### SELECTED TEXT
Midstream asset transaction momentum is starting to build again. Last year saw EPH sell a 30% stake in its key Slovakian transit pipeline & storage business, with Global Infrastructure Partners selling its 45% stake in the Transitgas pipeline into Italy. EDF, Uniper & Edison are currently in the process of selling equity stakes in French and Italian regas terminals. The gas storage market is also coming to life, particularly in the UK given the permanent closure of Rough.

In the more than 20 years we have been working in European energy markets we cannot remember a time of greater divergence in views on gas market evolution. This lack of consensus on supply mix, flow patterns, midstream asset utilisation and capacity value is an environment of opportunity for investors. But how do you think about midstream asset value?

Europe in a state of transition

The key force acting on the supply side of the European gas market is rising import dependency. This is reflected in increasing Russian import volumes in 2016-17, accompanied by an ongoing shift in flow patterns as Gazprom favours the Nordstream (Baltic) routing over Ukraine. European LNG imports and regas terminal utilisation have also risen to their highest level in five years.

The fact that Russian and LNG imports are rising together reflects growth in European gas demand, with a 27  bcma (5.4%) increase in 2016. 20 bcma of this was driven by higher power sector demand as coal plants were switched for CCGTs. The evidence so far in 2017 points to a continuation of that trend.

Even the substantial overhang of gas supply flexibility is starting to abate. Centrica Storage has now announced permanent closure of its large UK Rough storage facility (more than 70% of UK working gas volume). Further storage closures and capacity reductions are looming on the Continent. And European upstream flexibility is declining as field production matures (particularly given rapidly lowered volumes from the Dutch Groningen field).

Midstream infrastructure map

A map is a good place to start when considering the impact of this European gas market transition on  midstream gas infrastructure. Diagram 1 shows the key supply routes into the main European market hubs. Volumes of storage capacity and LNG regas terminal capacity are also shown.

Diagram 1: Summary of key European midstream infrastructure

The structural trend behind the transformation of the European gas market, is a terminal decline in production, which is projected to fall from 246 bcma in 2016 to 165 bcma by 2025 (volumes including Norway). This widening gap is driving an increase in European import dependency.

### DATASET CONTENT
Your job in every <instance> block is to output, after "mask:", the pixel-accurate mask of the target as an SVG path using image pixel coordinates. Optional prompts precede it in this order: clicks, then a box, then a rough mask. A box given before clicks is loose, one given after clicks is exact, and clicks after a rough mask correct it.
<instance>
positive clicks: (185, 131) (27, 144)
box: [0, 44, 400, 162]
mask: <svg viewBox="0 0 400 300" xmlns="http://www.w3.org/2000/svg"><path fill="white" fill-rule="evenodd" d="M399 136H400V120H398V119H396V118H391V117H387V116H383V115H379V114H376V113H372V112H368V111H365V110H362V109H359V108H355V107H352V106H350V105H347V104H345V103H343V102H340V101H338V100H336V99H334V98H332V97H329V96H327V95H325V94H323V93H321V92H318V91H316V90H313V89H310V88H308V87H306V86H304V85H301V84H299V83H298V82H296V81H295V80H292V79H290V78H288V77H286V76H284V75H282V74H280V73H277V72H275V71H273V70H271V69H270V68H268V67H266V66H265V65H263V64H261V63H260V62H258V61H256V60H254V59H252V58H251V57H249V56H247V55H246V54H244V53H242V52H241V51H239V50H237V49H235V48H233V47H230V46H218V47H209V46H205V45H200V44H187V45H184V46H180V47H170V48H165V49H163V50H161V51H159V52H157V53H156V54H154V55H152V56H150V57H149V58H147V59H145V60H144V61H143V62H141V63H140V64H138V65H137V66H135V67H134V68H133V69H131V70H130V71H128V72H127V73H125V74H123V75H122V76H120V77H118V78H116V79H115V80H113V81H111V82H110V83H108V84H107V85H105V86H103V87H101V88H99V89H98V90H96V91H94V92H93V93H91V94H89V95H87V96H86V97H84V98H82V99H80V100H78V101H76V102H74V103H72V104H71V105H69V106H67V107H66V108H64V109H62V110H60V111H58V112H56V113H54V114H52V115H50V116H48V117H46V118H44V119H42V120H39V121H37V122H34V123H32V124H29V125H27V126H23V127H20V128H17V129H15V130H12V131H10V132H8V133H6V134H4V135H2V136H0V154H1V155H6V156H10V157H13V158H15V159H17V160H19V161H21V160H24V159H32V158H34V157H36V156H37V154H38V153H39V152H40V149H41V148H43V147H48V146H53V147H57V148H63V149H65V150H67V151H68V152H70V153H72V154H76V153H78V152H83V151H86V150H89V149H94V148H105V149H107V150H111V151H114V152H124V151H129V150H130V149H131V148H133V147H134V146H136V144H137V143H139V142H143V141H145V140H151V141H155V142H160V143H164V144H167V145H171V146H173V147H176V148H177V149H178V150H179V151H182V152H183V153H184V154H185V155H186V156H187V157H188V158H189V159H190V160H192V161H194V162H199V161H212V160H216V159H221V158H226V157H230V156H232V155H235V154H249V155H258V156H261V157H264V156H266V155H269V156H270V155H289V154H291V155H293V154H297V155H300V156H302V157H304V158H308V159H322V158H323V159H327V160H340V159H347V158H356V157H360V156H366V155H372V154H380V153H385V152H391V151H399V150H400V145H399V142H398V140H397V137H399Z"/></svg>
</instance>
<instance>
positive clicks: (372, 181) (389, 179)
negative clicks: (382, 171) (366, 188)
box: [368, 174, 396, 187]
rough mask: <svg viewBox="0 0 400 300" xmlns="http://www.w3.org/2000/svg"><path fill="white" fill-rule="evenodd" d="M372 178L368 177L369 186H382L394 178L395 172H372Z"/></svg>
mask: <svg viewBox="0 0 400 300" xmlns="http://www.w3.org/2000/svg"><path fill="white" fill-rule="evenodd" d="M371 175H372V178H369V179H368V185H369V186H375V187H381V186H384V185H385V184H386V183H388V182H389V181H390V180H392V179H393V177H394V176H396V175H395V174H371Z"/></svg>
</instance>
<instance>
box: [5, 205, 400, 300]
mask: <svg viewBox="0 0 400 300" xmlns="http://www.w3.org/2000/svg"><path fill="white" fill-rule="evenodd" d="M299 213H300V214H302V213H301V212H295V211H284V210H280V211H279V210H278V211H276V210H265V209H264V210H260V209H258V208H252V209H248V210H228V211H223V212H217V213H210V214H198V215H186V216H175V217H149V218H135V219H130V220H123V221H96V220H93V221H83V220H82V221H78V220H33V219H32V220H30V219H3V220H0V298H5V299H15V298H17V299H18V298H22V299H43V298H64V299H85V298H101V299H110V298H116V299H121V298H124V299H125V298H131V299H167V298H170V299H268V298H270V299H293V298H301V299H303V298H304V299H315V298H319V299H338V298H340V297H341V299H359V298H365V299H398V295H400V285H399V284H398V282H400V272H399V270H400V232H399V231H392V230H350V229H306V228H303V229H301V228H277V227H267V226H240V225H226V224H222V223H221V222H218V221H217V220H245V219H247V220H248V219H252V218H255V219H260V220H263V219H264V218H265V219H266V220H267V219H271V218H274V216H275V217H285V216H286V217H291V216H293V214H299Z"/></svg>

### WHAT TO PRODUCE
Carry on the text on European midstream gas infrastructure, starting right after its final sentence. These rows were taken from a separate source.

### EXERCISE OUTPUT
Europe’s sources of imported supply can be grouped into four categories:

  1. Russia: Europe’s dominant existing supplier with around 150 bcma of long term contracted ‘take or pay’ volumes, and a further 100 bcma of ‘shut in’ West Siberian gas production that could support additional sales to Europe.
  2. LNG: Europe has ample regas capacity headroom and there is more than 150 bcma of new global liquefaction capacity under construction, but European LNG import volumes will strongly depend on demand growth in Asia.
  3. Norway: Norwegian production is managed to an annual target (~110 bcma), which is set to decline into next decade as existing fields mature.
  4. Mediterranean: North African supply from Algeria and Libya is set to decline into next decade, partially offset by limited growth in imports of Azerbaijani gas into Italy via Southstream.

In a nutshell, the next stage of evolution of the European gas market comes down to a battle between Russian and LNG imports. In our briefing pack on midstream assets we set out two scenarios contrasting ‘LNG Dominance’ vs ‘Russian Dominance’. The volumes and routing of Russian vs LNG imports is set to be the key factor driving midstream asset utilisation and capacity value into next decade.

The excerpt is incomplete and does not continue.